Activity » Where an entry contains an image, leave the image out; restate everything else exactly.

Source data »
= Beginning of Section =

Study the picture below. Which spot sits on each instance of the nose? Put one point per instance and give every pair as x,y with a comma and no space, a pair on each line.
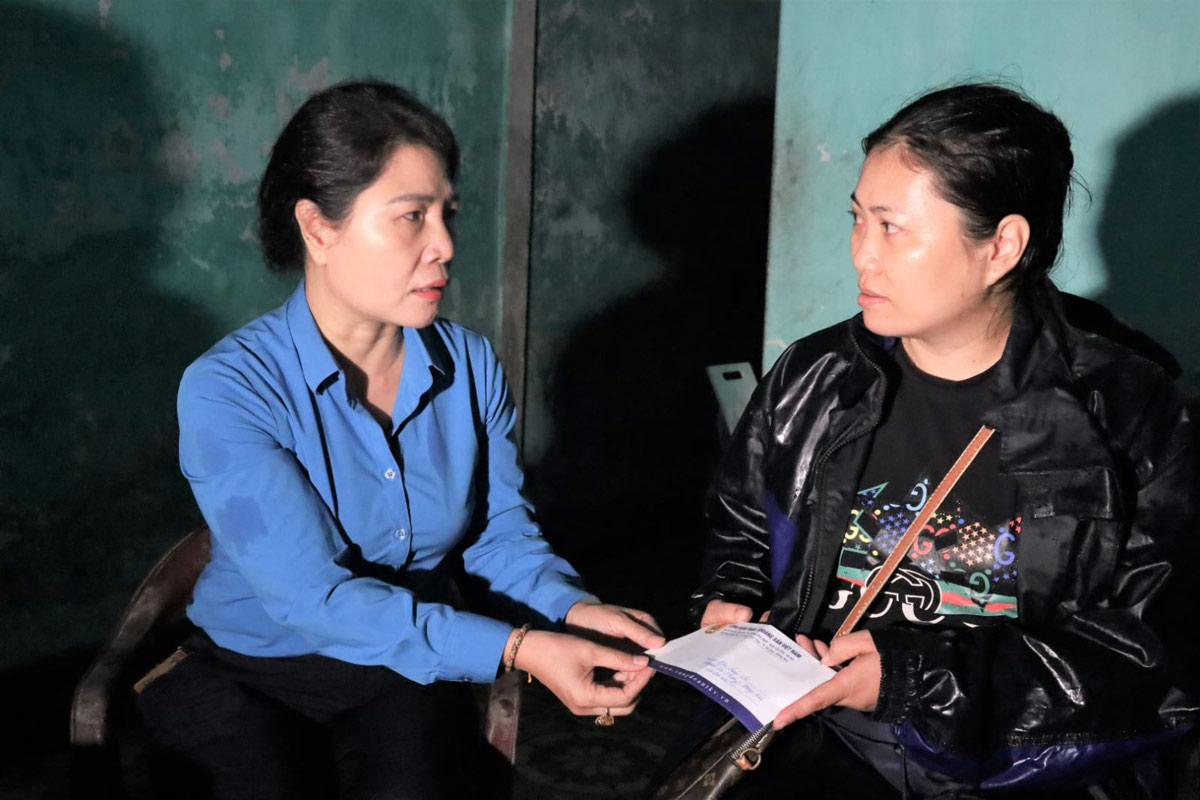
441,245
862,251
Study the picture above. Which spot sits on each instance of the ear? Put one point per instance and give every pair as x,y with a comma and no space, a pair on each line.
1007,246
318,233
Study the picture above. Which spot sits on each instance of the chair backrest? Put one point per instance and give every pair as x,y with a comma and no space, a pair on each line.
157,599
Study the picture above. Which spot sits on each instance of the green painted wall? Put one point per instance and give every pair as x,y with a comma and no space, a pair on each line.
1123,76
652,169
133,134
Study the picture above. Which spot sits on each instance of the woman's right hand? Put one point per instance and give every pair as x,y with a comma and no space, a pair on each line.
567,666
719,612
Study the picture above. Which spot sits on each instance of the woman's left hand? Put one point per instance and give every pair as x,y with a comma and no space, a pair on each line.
856,686
616,621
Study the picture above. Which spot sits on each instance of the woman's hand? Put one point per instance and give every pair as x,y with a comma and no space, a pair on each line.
565,665
856,686
719,612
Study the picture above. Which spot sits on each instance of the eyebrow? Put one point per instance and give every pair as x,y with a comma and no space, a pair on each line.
417,197
876,209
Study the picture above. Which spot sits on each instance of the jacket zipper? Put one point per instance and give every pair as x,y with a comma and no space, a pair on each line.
750,741
821,475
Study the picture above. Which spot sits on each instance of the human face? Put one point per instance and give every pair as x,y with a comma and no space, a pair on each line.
919,276
387,262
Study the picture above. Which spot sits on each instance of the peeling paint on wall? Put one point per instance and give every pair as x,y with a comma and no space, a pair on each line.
133,137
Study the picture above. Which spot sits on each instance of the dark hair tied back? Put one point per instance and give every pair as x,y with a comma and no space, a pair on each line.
336,145
991,152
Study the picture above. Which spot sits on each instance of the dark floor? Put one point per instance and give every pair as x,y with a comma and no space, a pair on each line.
558,755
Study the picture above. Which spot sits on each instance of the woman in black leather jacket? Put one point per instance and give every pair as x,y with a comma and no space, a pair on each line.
1037,635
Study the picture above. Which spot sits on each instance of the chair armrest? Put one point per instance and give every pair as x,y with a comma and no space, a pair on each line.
503,714
160,595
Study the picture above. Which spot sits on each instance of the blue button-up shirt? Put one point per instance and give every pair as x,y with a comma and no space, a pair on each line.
329,533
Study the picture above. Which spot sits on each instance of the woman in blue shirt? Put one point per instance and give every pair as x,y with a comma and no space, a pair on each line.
351,451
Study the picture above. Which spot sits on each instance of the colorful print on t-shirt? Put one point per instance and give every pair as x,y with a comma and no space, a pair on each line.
960,571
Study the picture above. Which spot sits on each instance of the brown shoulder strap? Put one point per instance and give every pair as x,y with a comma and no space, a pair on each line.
889,565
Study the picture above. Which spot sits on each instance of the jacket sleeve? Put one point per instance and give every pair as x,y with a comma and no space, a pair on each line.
509,553
736,558
1097,684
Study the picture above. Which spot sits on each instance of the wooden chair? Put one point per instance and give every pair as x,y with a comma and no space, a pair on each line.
154,606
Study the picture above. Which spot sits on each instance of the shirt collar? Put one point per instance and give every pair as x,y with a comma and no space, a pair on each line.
316,361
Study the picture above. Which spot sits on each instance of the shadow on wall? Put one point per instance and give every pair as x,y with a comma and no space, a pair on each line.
634,416
90,349
1149,235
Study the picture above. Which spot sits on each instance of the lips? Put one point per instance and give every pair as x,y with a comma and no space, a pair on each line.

= End of Section =

The answer »
Study the picture below. Which spot sits on each instance of the nose? Put one point per instance and give every pair as x,y with a comma and no space, a pair on each line.
441,245
862,251
Study the picture above. Which spot sits on each instance of the ear? Put one point per instance and give every pair as x,y with a comma and no space, a pair on each line.
1007,246
318,233
Study the picture above. Which spot sits on each instance of the chair backrest? Put one point per instance and give every pair as x,y with a comma and no space, a pair on each line.
157,599
Study the picture above. Which spot sits on each instance of the green painted wall? Put one point per instance and give every pair as x,y with a comma and no space, a pair on each line.
1123,76
652,169
133,134
Study the picture above. Which spot sits on each instance of the woman's right hand? Put one point per instance and give every pair as x,y with a comma and no space, a pair on each line.
567,666
719,612
Study the picture above. Which spot sits on each instance of the woman's left hand? Put one point per instance and give every pair as x,y with a comma and no space, a pair on each line.
856,686
616,621
Study the picture above. Which spot sits on each instance of the woman's hand? Put one point per instance and give every pair as x,y with a comma and no space, a pair on each line.
565,665
856,686
719,612
Study the picture above. Which spot sits on each instance of the eyebrow? Put one point per instance and give every pair as x,y with a comma and no space, a pair on each line.
417,197
876,209
Study the picture above. Which spot sits on each instance of the jacket zipper? Put one point per instance and give every pair as x,y with a comma and no space, a pair on each line.
750,741
821,475
Study the picture above. Which spot sits on each instance of the human face? Put one point per instance and give every pair as x,y with a comma and no space, a pair on each line.
919,276
387,262
Study the picture above. Which spot sits on each instance of the peeling paint on wall? Put one point per instance and give every pair as x,y with a comma and no space, a pair on each line.
133,137
Study the picture above. Which spot sits on each instance of the dark hair tied back? Put one point per instance and give every pair as x,y with a comma and no space, a pair on each line.
336,145
991,152
Study the picture above. Which spot sits on each instance of the dark floor? Put one point per instance and give every pair as x,y with a comma and no space, a pair on each line.
558,755
Study the picture above. Which spot sits on each instance of the woman in black leather jacket? Put one point per instance and give every pair as x,y with a comma and no space, a pair on each line.
1037,635
Study the picture above. Which spot sits on each instance of the chair armrest? Put one point per instance and give every pair as x,y with a comma and no space, a pair on each line.
503,714
160,595
Study the picture above. Which spot sits on each instance of the blue button-up shirt? Put one point per instance and give every pair as x,y with a comma and no space, a pair on each line.
329,533
Study the picture above. Which spot sits on each instance of the woman in blue shirt? Put one point per instance and give every pair as x,y with a comma and no space, a pair on each line.
351,451
Study the picture above. Which spot sits on each instance of the colorful print on t-shirt? Put one point per instance and give every pair as x,y with a comma and no space, a pair on each line.
960,571
Study the picture above. Which spot sits on each instance of the brown shoulder strap? Put one point per instance and give every pair as x,y with a comma and no space, a pair on each line.
889,565
Study the picture above. Which spot sits on each instance of the jacket sleeve? Put one point per instance and give every pair as x,y with a comma and no space, a pair on each line.
509,553
736,558
1097,684
Study the picture above. Which spot sits on each instance of the wooden chair? Put one point per instance and give every pair as x,y with a comma and no space, a pair on each line.
154,606
Study the picture above. Which spot sits on each instance of the shirt collar? Put one point per instance and give every pair as x,y with a comma and no space, a pair on each line.
316,361
Study the picture above. Which spot sits on each instance of the shadow on wall? Put one point per instance and give every pair as x,y with a comma and no space, a pair on each line.
634,416
90,349
1149,235
Study the picture above. Which spot sits on each instance of the lips? Put one point per instance and give every pair as x,y with a comma and no space, a pair on each line.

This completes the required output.